Referring expression pointing data:
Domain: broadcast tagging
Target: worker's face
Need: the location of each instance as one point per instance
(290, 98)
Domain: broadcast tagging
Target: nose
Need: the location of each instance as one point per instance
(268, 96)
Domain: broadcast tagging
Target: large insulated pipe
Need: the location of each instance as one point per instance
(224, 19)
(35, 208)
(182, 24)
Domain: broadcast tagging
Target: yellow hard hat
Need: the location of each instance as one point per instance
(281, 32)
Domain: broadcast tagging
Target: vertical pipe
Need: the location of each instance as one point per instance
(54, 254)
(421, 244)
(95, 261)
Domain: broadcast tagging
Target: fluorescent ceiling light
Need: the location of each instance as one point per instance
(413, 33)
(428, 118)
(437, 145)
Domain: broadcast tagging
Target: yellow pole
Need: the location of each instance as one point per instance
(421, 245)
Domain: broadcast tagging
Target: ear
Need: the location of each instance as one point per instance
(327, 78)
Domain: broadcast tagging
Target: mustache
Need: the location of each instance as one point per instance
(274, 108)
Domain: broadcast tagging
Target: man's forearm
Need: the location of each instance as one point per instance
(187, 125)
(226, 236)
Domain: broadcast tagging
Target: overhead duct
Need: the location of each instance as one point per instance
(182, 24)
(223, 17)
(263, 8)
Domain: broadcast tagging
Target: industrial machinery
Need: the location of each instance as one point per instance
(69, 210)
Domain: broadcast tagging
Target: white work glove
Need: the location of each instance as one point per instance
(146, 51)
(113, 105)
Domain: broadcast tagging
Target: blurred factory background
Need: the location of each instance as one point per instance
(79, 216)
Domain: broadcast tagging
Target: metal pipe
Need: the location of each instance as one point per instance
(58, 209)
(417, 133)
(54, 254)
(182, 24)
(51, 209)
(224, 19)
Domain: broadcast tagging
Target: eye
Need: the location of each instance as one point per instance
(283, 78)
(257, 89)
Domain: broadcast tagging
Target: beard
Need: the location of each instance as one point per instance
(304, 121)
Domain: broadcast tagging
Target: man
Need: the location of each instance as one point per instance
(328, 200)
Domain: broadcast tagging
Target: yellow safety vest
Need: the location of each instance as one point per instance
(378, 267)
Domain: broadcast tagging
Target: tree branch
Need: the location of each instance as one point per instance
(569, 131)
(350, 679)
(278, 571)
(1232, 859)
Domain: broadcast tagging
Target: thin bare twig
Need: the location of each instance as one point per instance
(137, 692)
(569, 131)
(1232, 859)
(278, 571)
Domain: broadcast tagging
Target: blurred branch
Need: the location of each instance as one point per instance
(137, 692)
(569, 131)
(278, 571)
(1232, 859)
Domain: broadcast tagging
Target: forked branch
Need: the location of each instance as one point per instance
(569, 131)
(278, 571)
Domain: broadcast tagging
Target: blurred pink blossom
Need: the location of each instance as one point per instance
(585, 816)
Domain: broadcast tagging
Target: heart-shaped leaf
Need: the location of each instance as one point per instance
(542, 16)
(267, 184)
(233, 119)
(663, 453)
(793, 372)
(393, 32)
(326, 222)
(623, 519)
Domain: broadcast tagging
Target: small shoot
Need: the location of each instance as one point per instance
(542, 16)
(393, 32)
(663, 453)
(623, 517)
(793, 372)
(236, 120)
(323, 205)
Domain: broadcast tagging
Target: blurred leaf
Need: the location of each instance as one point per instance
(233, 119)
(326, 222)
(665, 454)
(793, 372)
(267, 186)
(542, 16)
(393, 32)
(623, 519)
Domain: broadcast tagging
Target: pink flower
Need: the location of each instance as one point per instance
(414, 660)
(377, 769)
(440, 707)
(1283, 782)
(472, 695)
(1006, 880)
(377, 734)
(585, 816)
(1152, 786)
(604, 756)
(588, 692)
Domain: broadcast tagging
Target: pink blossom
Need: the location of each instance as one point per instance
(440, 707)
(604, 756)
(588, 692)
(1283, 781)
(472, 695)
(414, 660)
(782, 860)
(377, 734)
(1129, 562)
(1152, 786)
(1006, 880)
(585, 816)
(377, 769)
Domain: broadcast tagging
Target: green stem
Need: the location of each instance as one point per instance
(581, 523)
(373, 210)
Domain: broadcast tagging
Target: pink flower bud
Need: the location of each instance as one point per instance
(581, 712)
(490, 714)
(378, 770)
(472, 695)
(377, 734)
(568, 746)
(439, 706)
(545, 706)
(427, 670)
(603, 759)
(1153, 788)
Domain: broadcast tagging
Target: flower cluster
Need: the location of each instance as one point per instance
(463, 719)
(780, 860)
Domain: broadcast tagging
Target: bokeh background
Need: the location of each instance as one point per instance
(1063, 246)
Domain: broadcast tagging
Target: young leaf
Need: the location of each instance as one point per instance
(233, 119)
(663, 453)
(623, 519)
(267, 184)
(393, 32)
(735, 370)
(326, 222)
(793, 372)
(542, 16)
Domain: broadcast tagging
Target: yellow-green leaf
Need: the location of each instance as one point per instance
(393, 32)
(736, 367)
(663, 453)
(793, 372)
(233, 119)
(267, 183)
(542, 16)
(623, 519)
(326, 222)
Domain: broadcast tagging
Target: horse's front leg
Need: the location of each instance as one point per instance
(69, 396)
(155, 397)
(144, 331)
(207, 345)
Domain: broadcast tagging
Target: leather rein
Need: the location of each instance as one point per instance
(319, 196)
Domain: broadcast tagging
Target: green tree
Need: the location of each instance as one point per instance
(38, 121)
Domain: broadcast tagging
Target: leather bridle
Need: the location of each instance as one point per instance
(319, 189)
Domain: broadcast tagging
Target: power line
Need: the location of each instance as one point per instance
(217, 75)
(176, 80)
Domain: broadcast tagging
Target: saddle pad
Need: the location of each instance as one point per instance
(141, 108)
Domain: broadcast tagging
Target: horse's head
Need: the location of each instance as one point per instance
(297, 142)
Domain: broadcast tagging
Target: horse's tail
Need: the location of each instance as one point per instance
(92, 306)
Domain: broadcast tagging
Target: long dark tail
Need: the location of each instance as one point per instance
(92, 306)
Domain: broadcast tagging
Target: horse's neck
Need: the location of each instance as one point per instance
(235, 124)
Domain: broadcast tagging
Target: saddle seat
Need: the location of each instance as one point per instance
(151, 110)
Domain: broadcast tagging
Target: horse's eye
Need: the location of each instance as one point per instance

**Exercise brief:**
Give all of the lines above again, exactly as they are.

**Solved exercise:**
Domain: broadcast tagging
Target: worker's face
Need: the location of each instance as one point per instance
(290, 98)
Domain: broadcast tagging
Target: nose
Need: the location of each instance as one point per instance
(268, 96)
Domain: broadcast tagging
Target: large insulated pipe
Need: the location of each instance as one point per instance
(224, 19)
(35, 208)
(182, 24)
Domain: broadcast tagging
Target: yellow hard hat
Need: the location of each instance as one point per instance
(281, 32)
Domain: broadcast tagging
Target: vertical pipe
Need: the location of each instance as one point per instance
(54, 254)
(421, 244)
(95, 261)
Domain: broadcast tagging
Target: fluorescent ceiling light
Need: the location of each instance as one point per instance
(413, 33)
(428, 118)
(437, 145)
Domain: broadcast tagging
Target: yellow pole
Need: the location of each instance as one point per instance
(421, 245)
Domain: broadcast tagging
Target: ear
Need: the location of each instance as one point per instance
(327, 78)
Domain: broadcast tagging
Target: mustache
Need: the location of each instance as one point per instance
(274, 108)
Domain: broadcast tagging
Target: man's forearm
Need: the location of each instance as one point per instance
(187, 125)
(226, 236)
Domain: broadcast tagging
Target: overhead duct
Need: the location of each instance as one point per instance
(182, 24)
(223, 17)
(263, 8)
Domain: broadcast tagging
Target: industrial machinery
Need: the location of each instance as one point per instance
(69, 210)
Domain: broadcast tagging
Target: white work glove
Need: the location of each instance as one point per instance
(146, 51)
(113, 105)
Domain: broadcast tagging
Target: blurred factory background
Need: the location of each instance as one point per instance
(79, 216)
Domain: broadcast tagging
Target: metal pipe
Need: the location of each instance as one point per instance
(58, 209)
(417, 133)
(54, 254)
(182, 24)
(51, 209)
(224, 19)
Domain: broadcast tagging
Target: eye
Need: the location of each instance as one point per instance
(283, 78)
(257, 89)
Domain: broadcast tagging
Target: beard
Need: the location of each instance as one point per instance
(304, 121)
Domain: broadcast tagging
Target: man
Need: the location of each instance as one point per instance
(328, 200)
Domain: broadcast tagging
Target: yellow safety vest
Need: the location of each instance as one point per instance
(378, 267)
Domain: broadcast tagging
Target: tree branch
Need: the location of each instance as one point per instance
(569, 131)
(350, 679)
(278, 571)
(1232, 859)
Domain: broadcast tagging
Target: thin bare twig
Need: the location of each instance as one point per instance
(137, 692)
(569, 131)
(1232, 859)
(278, 571)
Domain: broadcast tagging
Target: blurred branch
Need: the location of each instance as one point per instance
(137, 692)
(569, 131)
(278, 571)
(1232, 859)
Domain: broadcast tagging
Target: forked branch
Need: the location of each instance as one point per instance
(569, 131)
(278, 571)
Domain: broadcast tagging
Target: blurred pink blossom
Need: the location of each instance as one point per instance
(585, 816)
Domain: broadcast tagging
Target: heart-shaped leaf
Need: the location of each instance as one point per instance
(542, 16)
(267, 184)
(233, 119)
(663, 453)
(793, 372)
(393, 32)
(326, 222)
(623, 519)
Domain: broadcast tagging
Target: small shoot
Need: the location of each instance as one point per instance
(542, 16)
(393, 32)
(663, 453)
(623, 517)
(793, 372)
(236, 120)
(323, 205)
Domain: broadcast tagging
Target: blurred leaf
Need: the location of each instance as one point per instance
(233, 119)
(326, 222)
(665, 454)
(793, 372)
(267, 186)
(542, 16)
(393, 32)
(623, 519)
Domain: broadcast tagging
Target: pink flower
Need: the location of each instance as one point per instance
(414, 660)
(377, 769)
(440, 707)
(1283, 782)
(472, 695)
(1006, 880)
(377, 734)
(585, 816)
(1152, 786)
(604, 756)
(588, 692)
Domain: broadcast tagging
Target: pink blossom
Need: the location of each instance as one point per instance
(440, 707)
(604, 756)
(588, 692)
(1283, 781)
(472, 695)
(414, 660)
(782, 860)
(377, 734)
(1129, 562)
(1152, 786)
(1006, 880)
(585, 816)
(377, 769)
Domain: broadcast tagging
Target: green stem
Need: the location of each instance as one point per instance
(581, 523)
(373, 210)
Domain: broadcast tagging
Target: pink flower bud
Need: the location of each instance as one point per instance
(581, 712)
(490, 714)
(378, 770)
(472, 695)
(377, 734)
(568, 746)
(439, 706)
(545, 706)
(427, 670)
(603, 759)
(1153, 788)
Domain: broadcast tagging
Target: flower cluster
Need: the location of each instance as one point per instance
(463, 719)
(780, 860)
Domain: broadcast tagging
Target: bokeh background
Need: the location of each instance as one point per instance
(1063, 246)
Domain: broadcast tagging
Target: young leaf
Need: the location of each instance as one point per instance
(233, 119)
(663, 453)
(623, 519)
(267, 184)
(393, 32)
(735, 370)
(326, 222)
(793, 372)
(542, 16)
Domain: broadcast tagging
Target: yellow-green leaf
Need: the location of each instance as one point per instance
(393, 32)
(736, 367)
(663, 453)
(793, 372)
(233, 119)
(267, 183)
(542, 16)
(623, 519)
(326, 222)
Domain: broadcast tagging
Target: horse's front leg
Need: the location of each instance as one point per instance
(69, 396)
(155, 397)
(144, 331)
(207, 345)
Domain: broadcast tagging
Target: leather rein
Need: the location of each instance as one point per instance
(319, 196)
Domain: broadcast tagging
Target: green tree
Need: the location of each instance as one point per instance
(38, 121)
Domain: broadcast tagging
Target: leather bridle
Need: the location of each instance as one point per instance
(319, 189)
Domain: broadcast tagging
Target: power line
Need: the location of each instance as one point per instance
(217, 75)
(176, 80)
Domain: broadcast tagging
Target: saddle pad
Need: the location of each instance as one point per instance
(141, 108)
Domain: broadcast tagging
Target: horse's head
Need: the location of each instance as one point per instance
(297, 142)
Domain: broadcast tagging
Target: horse's tail
Need: the location of each instance as one point per instance
(92, 306)
Domain: broadcast tagging
Target: long dark tail
Need: the location of each instance as one point per instance
(92, 306)
Domain: broadcast tagging
Target: horse's neck
Need: the location of each instance as one point per instance
(235, 124)
Domain: broadcast tagging
Target: saddle seat
Need: the location of each instance as one point per instance
(151, 110)
Domain: broadcast tagging
Target: horse's eye
Need: the location of each instance as one point per instance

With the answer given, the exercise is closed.